Copy the part of the listing that starts with the line containing "Where can you spot the windmill in" and runs through the end of the listing, swapping "small window" for "narrow window" and leaving everything else unchanged.

**********

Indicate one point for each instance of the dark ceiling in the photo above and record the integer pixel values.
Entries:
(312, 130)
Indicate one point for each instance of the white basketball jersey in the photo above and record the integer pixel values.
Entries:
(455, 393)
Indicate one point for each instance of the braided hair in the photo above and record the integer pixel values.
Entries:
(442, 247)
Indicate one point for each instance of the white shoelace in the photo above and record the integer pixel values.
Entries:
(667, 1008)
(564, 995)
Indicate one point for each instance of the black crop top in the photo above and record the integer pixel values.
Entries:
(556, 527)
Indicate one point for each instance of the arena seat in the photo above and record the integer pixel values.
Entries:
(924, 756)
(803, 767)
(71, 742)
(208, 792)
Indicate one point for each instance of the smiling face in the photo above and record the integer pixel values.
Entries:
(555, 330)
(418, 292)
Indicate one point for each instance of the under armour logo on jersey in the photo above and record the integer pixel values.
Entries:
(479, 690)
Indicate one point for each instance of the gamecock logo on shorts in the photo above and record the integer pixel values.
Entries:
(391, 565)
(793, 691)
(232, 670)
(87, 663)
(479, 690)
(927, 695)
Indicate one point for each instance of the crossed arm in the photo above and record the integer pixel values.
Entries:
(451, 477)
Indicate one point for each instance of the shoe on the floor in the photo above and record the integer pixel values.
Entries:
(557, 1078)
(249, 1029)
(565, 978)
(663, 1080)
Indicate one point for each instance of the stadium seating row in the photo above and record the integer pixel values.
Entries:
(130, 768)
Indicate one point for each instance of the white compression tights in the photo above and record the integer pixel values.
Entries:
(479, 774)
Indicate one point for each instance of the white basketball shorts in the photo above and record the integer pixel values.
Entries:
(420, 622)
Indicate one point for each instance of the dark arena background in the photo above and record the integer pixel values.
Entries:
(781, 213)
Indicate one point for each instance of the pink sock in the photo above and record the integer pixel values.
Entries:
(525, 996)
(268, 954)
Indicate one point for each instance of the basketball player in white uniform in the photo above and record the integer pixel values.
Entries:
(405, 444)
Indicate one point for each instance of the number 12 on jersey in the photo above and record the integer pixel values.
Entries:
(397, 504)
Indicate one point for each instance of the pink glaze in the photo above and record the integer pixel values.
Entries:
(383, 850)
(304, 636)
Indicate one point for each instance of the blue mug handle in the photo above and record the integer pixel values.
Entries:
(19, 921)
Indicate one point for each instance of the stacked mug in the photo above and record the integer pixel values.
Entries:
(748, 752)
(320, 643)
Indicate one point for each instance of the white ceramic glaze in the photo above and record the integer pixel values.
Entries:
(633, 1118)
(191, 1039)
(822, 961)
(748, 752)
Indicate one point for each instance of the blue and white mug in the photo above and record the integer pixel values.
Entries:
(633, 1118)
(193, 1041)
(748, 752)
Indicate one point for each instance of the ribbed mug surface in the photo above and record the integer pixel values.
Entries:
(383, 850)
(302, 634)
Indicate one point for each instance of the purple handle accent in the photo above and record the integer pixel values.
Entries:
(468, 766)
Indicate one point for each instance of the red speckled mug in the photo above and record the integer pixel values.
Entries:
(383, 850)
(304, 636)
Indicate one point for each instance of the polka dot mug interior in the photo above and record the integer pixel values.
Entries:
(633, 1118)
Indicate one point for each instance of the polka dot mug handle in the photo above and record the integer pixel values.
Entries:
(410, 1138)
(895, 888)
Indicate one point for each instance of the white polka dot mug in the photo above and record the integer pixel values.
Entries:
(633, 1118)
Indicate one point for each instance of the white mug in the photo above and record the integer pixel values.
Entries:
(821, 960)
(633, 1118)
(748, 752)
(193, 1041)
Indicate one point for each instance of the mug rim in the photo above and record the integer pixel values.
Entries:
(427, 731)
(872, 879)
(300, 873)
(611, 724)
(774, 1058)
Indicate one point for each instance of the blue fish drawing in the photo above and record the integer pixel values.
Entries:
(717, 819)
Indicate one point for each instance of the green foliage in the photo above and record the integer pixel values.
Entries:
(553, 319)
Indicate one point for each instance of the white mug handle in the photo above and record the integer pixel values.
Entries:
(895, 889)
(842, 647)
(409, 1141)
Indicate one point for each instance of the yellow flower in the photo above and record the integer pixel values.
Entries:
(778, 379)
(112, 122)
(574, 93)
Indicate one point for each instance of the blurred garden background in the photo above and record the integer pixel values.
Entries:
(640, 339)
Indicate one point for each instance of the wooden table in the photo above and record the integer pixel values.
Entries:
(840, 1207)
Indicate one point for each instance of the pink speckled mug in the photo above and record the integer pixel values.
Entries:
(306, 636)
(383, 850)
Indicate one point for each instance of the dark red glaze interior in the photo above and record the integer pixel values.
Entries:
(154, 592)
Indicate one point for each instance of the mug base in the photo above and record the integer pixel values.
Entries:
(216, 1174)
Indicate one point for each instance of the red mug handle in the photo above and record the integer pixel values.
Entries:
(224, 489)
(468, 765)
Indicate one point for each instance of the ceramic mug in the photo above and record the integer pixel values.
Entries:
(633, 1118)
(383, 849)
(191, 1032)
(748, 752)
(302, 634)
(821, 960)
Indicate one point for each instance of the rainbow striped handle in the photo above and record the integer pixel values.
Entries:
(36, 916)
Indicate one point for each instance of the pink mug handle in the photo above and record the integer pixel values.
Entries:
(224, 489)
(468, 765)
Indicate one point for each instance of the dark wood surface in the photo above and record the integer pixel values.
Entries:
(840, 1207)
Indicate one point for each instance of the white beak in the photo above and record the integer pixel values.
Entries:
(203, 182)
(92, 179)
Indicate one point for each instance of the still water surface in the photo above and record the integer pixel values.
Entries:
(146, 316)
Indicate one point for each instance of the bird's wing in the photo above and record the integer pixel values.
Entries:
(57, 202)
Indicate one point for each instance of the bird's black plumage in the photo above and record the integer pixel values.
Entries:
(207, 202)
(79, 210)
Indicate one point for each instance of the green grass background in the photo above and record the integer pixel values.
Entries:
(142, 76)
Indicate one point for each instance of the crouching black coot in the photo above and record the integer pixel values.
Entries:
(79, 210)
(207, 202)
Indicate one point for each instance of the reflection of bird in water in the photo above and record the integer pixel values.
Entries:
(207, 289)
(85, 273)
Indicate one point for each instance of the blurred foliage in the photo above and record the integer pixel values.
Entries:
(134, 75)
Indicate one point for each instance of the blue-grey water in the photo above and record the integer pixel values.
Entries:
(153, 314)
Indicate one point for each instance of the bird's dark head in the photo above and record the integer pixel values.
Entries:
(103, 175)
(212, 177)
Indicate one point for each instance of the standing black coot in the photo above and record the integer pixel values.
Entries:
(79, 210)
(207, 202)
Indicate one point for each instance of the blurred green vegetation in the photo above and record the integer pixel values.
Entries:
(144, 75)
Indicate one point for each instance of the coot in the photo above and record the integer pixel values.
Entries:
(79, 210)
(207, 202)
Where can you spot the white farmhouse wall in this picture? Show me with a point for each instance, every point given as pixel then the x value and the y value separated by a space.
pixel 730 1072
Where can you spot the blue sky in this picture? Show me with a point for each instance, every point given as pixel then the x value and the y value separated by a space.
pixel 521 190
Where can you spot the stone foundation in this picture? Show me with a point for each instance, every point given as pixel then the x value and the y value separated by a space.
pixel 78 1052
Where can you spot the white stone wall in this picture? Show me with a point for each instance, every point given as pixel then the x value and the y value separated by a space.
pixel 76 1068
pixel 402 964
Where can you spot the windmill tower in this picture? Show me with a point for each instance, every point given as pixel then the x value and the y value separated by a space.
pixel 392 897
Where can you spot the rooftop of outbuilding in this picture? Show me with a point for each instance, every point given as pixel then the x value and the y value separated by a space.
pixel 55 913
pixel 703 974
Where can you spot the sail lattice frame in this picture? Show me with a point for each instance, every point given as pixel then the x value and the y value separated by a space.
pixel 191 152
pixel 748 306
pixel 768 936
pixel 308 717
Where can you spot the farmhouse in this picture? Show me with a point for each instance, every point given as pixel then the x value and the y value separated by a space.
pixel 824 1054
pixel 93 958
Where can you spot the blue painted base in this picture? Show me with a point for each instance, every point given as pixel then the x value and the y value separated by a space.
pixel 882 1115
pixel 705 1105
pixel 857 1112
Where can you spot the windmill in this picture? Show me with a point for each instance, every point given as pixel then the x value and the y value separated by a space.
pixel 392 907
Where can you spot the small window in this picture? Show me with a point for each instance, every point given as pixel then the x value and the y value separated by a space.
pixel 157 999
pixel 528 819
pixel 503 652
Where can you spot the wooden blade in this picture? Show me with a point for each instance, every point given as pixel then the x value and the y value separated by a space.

**********

- WRITTEN RESPONSE -
Where can you spot the windmill in this picture? Show me with a point for each instance, every point given as pixel then the x value and the y value separated by a space.
pixel 392 907
Where can you spot the narrow window in this picture? Show me with a point for each instance, every point given as pixel then the x value and the y value separated by a space.
pixel 157 999
pixel 528 819
pixel 503 652
Where can you spot the wooden blade in this picture? Show me with a point for each instance, every point given as pixel then the x value and the y value separated by a space.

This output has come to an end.